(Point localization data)
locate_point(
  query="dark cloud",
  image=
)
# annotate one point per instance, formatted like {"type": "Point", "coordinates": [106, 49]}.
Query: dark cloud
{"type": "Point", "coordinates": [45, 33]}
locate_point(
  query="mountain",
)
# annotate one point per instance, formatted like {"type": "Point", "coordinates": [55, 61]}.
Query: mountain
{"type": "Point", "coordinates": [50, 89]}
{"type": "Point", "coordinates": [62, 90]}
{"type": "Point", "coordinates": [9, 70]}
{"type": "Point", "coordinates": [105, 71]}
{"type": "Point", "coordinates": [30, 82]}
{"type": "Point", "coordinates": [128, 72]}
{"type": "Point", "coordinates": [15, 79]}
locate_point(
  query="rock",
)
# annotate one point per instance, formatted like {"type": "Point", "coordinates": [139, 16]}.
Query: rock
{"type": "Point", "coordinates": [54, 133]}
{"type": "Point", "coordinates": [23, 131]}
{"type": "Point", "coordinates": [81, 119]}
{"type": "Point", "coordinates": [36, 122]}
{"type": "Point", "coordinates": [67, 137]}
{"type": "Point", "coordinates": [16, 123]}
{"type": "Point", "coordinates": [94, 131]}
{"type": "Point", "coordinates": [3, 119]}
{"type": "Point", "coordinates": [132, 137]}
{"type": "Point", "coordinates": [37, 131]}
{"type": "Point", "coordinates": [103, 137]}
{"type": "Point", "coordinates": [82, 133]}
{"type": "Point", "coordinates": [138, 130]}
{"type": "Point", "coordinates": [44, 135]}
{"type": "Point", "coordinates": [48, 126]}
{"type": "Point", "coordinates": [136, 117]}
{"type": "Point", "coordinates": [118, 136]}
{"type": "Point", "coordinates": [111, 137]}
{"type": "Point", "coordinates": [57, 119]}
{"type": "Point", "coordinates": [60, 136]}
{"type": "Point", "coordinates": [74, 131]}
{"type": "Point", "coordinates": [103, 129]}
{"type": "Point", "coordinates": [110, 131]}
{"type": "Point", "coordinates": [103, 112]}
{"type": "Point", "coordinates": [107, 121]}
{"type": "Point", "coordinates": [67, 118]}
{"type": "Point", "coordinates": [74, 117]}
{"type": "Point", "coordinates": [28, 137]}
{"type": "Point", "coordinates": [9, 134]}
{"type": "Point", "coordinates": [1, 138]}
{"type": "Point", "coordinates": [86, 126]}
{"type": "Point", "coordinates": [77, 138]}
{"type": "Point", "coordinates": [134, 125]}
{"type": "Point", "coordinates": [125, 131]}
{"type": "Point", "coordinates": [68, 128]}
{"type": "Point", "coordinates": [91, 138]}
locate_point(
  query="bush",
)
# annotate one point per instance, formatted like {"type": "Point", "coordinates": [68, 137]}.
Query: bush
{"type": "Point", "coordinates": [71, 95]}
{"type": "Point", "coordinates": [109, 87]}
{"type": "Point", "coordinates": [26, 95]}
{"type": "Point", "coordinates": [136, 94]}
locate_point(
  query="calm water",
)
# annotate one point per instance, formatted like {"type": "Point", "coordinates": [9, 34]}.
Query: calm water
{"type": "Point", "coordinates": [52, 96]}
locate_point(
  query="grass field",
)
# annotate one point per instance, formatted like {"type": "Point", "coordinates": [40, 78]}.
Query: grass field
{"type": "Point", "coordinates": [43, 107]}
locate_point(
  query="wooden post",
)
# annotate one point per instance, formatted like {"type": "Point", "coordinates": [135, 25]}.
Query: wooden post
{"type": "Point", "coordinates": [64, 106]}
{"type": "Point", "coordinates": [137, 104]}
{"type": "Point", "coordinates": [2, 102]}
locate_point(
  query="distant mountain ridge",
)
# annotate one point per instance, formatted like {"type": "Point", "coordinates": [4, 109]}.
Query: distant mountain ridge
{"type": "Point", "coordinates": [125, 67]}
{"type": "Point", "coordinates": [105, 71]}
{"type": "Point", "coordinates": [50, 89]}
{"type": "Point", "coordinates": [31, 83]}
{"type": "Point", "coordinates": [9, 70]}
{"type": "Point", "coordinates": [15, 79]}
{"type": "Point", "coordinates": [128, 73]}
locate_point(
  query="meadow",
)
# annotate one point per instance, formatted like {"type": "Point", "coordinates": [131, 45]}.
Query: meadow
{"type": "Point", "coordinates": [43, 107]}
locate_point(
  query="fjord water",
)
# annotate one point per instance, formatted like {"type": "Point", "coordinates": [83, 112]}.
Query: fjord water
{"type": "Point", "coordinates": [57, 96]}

**WHAT TO DO**
Reproduce all data above, unchanged.

**SOLUTION TO THIS EXERCISE**
locate_point(
  query="dark cloud",
  image=
)
# annotate one point per instance, formatted like {"type": "Point", "coordinates": [106, 49]}.
Query: dark cloud
{"type": "Point", "coordinates": [45, 33]}
locate_point(
  query="mountain",
)
# annotate one point per instance, formatted like {"type": "Point", "coordinates": [55, 61]}.
Query: mountain
{"type": "Point", "coordinates": [50, 89]}
{"type": "Point", "coordinates": [62, 90]}
{"type": "Point", "coordinates": [9, 70]}
{"type": "Point", "coordinates": [105, 71]}
{"type": "Point", "coordinates": [30, 82]}
{"type": "Point", "coordinates": [128, 72]}
{"type": "Point", "coordinates": [15, 79]}
locate_point(
  query="rock",
)
# annotate one point per instance, formatted like {"type": "Point", "coordinates": [139, 16]}.
Query: rock
{"type": "Point", "coordinates": [54, 133]}
{"type": "Point", "coordinates": [23, 131]}
{"type": "Point", "coordinates": [81, 119]}
{"type": "Point", "coordinates": [36, 122]}
{"type": "Point", "coordinates": [67, 137]}
{"type": "Point", "coordinates": [16, 123]}
{"type": "Point", "coordinates": [94, 131]}
{"type": "Point", "coordinates": [3, 119]}
{"type": "Point", "coordinates": [132, 137]}
{"type": "Point", "coordinates": [37, 131]}
{"type": "Point", "coordinates": [103, 137]}
{"type": "Point", "coordinates": [82, 133]}
{"type": "Point", "coordinates": [138, 130]}
{"type": "Point", "coordinates": [44, 135]}
{"type": "Point", "coordinates": [48, 126]}
{"type": "Point", "coordinates": [136, 117]}
{"type": "Point", "coordinates": [118, 136]}
{"type": "Point", "coordinates": [111, 137]}
{"type": "Point", "coordinates": [57, 119]}
{"type": "Point", "coordinates": [60, 136]}
{"type": "Point", "coordinates": [74, 131]}
{"type": "Point", "coordinates": [103, 129]}
{"type": "Point", "coordinates": [110, 131]}
{"type": "Point", "coordinates": [103, 112]}
{"type": "Point", "coordinates": [107, 121]}
{"type": "Point", "coordinates": [67, 118]}
{"type": "Point", "coordinates": [74, 117]}
{"type": "Point", "coordinates": [28, 137]}
{"type": "Point", "coordinates": [9, 134]}
{"type": "Point", "coordinates": [1, 138]}
{"type": "Point", "coordinates": [86, 126]}
{"type": "Point", "coordinates": [77, 138]}
{"type": "Point", "coordinates": [134, 125]}
{"type": "Point", "coordinates": [125, 131]}
{"type": "Point", "coordinates": [68, 128]}
{"type": "Point", "coordinates": [91, 138]}
locate_point(
  query="bush",
)
# annotate one point per instance, formatted like {"type": "Point", "coordinates": [68, 137]}.
Query: bush
{"type": "Point", "coordinates": [71, 95]}
{"type": "Point", "coordinates": [109, 87]}
{"type": "Point", "coordinates": [26, 95]}
{"type": "Point", "coordinates": [136, 94]}
locate_point(
  query="calm water",
)
# annotate one point per instance, formatted like {"type": "Point", "coordinates": [9, 34]}.
Query: calm water
{"type": "Point", "coordinates": [52, 96]}
locate_point(
  query="grass field",
)
# annotate one point per instance, formatted like {"type": "Point", "coordinates": [40, 78]}.
Query: grass field
{"type": "Point", "coordinates": [43, 107]}
locate_point(
  query="wooden post",
)
# annotate one point per instance, formatted like {"type": "Point", "coordinates": [135, 25]}.
Query: wooden post
{"type": "Point", "coordinates": [64, 106]}
{"type": "Point", "coordinates": [137, 104]}
{"type": "Point", "coordinates": [2, 102]}
locate_point(
  query="distant mountain ridge",
)
# annotate one point per instance, formatted like {"type": "Point", "coordinates": [4, 109]}.
Query: distant mountain ridge
{"type": "Point", "coordinates": [125, 67]}
{"type": "Point", "coordinates": [105, 71]}
{"type": "Point", "coordinates": [50, 89]}
{"type": "Point", "coordinates": [31, 83]}
{"type": "Point", "coordinates": [9, 70]}
{"type": "Point", "coordinates": [15, 79]}
{"type": "Point", "coordinates": [128, 73]}
locate_point(
  query="meadow",
)
# annotate one point per instance, formatted like {"type": "Point", "coordinates": [131, 45]}.
Query: meadow
{"type": "Point", "coordinates": [43, 107]}
locate_point(
  query="fjord water",
)
# annotate one point per instance, formatted like {"type": "Point", "coordinates": [83, 112]}.
Query: fjord water
{"type": "Point", "coordinates": [57, 96]}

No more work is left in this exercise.